> _Entries supplied_:
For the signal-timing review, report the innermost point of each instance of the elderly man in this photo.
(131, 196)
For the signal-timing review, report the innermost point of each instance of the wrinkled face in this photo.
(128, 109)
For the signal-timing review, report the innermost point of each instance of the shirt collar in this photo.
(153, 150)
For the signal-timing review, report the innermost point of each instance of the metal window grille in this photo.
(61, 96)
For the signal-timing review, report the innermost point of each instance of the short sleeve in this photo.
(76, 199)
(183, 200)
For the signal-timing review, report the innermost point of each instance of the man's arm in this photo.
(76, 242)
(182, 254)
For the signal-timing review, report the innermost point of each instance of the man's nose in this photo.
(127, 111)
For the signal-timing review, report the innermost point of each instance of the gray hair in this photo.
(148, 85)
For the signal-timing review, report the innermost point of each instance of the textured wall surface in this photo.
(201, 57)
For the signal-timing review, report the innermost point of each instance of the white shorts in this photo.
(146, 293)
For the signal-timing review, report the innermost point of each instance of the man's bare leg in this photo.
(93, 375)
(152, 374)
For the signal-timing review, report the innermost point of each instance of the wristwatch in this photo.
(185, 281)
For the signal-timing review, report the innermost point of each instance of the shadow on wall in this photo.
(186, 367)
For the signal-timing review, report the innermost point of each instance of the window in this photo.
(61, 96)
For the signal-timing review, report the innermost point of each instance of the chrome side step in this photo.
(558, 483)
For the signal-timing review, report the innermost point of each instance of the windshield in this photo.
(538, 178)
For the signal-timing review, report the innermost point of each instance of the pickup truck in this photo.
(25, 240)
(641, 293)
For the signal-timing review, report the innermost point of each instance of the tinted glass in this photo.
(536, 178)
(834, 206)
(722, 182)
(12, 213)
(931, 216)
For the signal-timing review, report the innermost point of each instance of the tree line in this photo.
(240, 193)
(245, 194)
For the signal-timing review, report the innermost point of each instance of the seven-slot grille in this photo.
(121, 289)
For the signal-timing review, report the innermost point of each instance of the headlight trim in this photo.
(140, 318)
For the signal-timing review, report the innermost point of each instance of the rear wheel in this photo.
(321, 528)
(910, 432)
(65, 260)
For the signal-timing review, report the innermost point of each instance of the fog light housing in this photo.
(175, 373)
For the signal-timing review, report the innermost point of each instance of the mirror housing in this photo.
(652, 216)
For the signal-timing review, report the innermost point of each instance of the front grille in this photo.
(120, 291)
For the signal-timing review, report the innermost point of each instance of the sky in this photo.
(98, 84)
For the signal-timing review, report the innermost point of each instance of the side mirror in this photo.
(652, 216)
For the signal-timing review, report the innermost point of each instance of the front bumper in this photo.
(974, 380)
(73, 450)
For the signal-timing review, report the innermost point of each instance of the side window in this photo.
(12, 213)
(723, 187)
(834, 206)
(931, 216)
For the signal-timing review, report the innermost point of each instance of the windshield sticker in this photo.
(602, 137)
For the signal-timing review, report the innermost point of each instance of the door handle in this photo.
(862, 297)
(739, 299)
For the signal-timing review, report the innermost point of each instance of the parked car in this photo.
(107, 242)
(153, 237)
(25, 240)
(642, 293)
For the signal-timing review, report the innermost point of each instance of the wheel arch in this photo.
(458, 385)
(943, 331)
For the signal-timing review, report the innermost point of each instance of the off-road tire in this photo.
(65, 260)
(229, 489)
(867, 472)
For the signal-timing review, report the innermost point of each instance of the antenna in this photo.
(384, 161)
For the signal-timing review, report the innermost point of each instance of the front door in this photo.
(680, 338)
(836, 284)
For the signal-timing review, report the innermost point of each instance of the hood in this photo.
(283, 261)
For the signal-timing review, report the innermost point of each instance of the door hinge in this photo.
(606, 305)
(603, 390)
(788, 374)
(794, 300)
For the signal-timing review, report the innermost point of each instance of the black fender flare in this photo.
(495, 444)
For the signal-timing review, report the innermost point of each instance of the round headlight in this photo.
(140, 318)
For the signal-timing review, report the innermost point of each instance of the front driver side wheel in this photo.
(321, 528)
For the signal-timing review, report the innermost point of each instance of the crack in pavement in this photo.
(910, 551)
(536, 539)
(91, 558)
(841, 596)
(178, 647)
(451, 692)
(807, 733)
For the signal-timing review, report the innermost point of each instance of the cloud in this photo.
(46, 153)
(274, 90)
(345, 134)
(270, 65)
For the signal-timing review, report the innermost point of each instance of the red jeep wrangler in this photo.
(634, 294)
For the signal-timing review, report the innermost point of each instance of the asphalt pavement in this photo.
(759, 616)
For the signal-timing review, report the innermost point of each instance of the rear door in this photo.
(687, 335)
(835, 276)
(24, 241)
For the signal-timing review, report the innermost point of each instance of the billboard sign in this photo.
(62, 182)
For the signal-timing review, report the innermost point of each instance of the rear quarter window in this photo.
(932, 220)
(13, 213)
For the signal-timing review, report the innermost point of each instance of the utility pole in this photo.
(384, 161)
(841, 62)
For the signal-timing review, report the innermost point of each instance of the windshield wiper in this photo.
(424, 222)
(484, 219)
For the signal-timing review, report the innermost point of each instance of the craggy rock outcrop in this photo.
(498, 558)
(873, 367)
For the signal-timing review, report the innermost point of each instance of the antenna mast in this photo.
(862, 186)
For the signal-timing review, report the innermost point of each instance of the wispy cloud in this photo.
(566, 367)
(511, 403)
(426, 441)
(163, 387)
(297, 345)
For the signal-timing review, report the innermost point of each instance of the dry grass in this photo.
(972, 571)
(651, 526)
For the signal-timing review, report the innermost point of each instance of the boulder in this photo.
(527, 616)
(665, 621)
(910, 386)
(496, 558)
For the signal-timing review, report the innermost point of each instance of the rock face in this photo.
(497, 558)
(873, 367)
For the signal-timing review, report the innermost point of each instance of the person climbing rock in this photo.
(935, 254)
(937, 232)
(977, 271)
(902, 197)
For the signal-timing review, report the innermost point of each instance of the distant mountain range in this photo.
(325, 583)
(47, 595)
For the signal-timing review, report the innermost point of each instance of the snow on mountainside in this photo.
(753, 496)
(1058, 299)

> _What the exercise asks_:
Turn the items above into a numbered list, starting with the line that contains "rock face in this photo." and going on through the last line of the items, and leave out any blank lines.

> _Solution for this problem_:
1. For the signal-timing review, report the innermost point of each instance of the rock face in this photo.
2. (497, 558)
3. (873, 367)
4. For the signal-timing review, report the innermost point of each instance of the person climbing rock in this photo.
5. (935, 254)
6. (937, 232)
7. (977, 271)
8. (902, 197)
9. For the signal-timing review, report the innermost point of each instance of the distant mountain range in this photo.
10. (325, 583)
11. (47, 595)
12. For the signal-timing review, report the innermost point of each instance of the snow on mountainside in this photo.
13. (753, 496)
14. (1058, 299)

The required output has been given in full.